Rabu, Oktober 19, 2005

Sekedar Ulasan Kecil Terhadap 3 Puisi di Majalah Syir'ah April 2005

Jiwa dan Raga dalam Puisi
(Kritik untuk Tiga Puisi Hamiddin Syam)
Oleh Sainul Hermawan *


Sekitar Mei 2005, seorang penyair muda berbakat dari Madura, alumni fakultas keguruan (tetapi belum jadi guru secara formal, meski telah jadi guru bagi banyak orang yang telah jadi guru), jurusan bahasa Inggris (yang tak suka menulis sajak dalam bahasa Inggris), mengirim email kepada saya di seberang. Katanya:

Kepada Mas Sainul Hermawan
Di Kalimantan

Asslamu’alaikum wr. wb.

Inilah tiga puisi saya yang dimuat di Syir’ah edisi April 2005 (puisi terlampir). Dengan ini pula saya mohon tiga puisi ini dianalisis atau dikritik atau dibantai, jangan lupa kirimkan ulasannya ke email
saya. …. Terima kasih.

Wassalam

Hamiddin



Saya merasa tersanjung karena dia masih mengingat saya, sebagai teman diskusi dan mantan dosennya, dan yang paling memerindingkan perasaan saya adalah keyakinannya bahwa saya bisa mengeritik sajaknya meski dia tahu bahwa saya tak pernah mampu membuat puisi sebaik dan sebanyak dia. Semoga ini bukan gejala dunia yang terbalik. Semoga kritik-kritik yang pernah saya lontarkan padanya memang membantu memperbaiki kualitas sajak-sajaknya sehingga tak sia-sia saya meluangkan waktu, menggerakkan jari, memelototkan mata membaca berulang-ulang sajak-sajaknya, dan memutar pikiran.
Semoga kelak, jika dia sempat menjadi penyair besar masih ingat saya bukan dalam rangka untuk membayar semua honor evaluasi puisinya, tetapi mengajak berdiskusi kembali dalam suasana yang tetap selalu dalam suasana saling berendah hati. Semoga kelak ia tak seperti Abdul Hadi WM, penyair sufi, yang ketika ia telah tenar tak pernah ingat lagi momen indahnya bersama orang yang selalu diajaknya mendiskusikan puisinya saat dia kuliah di UGM. Orang yang dilupakannya itu adalah Rahmat Djoko Pradopo, seorang kritikus sastra di UGM. Menurut Pradopo, Abdul Hadi pernah sangat intim mendiskusikan sajak-sajaknya yang belum jadi, tetapi dia sangat menyayangkan apashia personalnya saat dia jadi penyair tenar.

· · · · · · ·

Salin dengan tepat bagian teks sumber di atas, mulai dari kata-kata yang memuat "Asslamu’alaikum wr. wb." dan berhenti setelah "saya. …. Terima kasih.".

#### Bahan yang Disediakan:
· · · · · · ·

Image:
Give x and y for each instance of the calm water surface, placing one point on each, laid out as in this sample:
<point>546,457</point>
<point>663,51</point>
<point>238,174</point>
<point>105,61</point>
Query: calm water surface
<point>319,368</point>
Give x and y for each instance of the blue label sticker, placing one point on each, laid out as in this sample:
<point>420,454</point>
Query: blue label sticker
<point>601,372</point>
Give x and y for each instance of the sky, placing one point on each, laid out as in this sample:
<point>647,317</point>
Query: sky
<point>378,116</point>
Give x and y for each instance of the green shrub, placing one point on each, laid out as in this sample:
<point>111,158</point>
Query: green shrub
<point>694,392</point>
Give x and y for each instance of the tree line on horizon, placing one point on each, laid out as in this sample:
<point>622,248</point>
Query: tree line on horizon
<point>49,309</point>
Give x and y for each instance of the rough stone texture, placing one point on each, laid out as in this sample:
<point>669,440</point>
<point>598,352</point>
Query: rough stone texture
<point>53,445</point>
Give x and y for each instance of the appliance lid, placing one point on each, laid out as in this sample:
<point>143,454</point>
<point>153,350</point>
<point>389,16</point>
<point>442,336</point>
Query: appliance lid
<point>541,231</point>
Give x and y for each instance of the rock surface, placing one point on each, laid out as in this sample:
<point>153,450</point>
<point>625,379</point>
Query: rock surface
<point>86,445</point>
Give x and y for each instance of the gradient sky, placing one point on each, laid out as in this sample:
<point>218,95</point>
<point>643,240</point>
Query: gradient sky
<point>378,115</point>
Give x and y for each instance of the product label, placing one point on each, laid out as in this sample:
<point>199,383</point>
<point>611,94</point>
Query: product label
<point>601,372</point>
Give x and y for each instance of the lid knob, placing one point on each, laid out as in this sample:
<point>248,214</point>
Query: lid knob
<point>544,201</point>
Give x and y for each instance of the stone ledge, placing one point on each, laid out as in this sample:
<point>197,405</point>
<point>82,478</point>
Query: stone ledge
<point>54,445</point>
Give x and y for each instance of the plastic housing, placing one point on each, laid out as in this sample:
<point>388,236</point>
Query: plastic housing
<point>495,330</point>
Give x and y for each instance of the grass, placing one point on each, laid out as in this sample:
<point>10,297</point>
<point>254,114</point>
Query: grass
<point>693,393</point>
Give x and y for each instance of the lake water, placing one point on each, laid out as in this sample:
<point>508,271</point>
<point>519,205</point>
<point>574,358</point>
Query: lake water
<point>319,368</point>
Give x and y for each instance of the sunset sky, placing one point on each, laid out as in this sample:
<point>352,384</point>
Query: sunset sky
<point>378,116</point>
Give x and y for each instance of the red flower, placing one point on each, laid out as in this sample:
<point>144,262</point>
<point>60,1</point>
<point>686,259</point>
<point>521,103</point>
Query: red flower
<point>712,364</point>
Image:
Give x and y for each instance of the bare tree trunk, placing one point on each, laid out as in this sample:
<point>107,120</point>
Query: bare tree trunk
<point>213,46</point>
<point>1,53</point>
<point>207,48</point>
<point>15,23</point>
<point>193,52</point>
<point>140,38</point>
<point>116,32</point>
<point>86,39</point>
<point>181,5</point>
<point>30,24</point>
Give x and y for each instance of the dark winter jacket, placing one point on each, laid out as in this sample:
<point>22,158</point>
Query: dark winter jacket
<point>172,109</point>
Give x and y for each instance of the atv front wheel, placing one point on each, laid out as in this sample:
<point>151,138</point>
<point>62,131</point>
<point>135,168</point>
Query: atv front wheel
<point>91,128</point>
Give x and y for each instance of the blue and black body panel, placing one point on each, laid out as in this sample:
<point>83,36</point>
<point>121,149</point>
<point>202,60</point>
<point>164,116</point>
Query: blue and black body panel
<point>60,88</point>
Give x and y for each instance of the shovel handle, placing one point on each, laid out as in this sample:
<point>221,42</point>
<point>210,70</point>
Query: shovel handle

· · · · · · ·

#### Jawaban atas Soal:
Asslamu’alaikum wr. wb.

Inilah tiga puisi saya yang dimuat di Syir’ah edisi April 2005 (puisi terlampir). Dengan ini pula saya mohon tiga puisi ini dianalisis atau dikritik atau dibantai, jangan lupa kirimkan ulasannya ke email
saya. …. Terima kasih.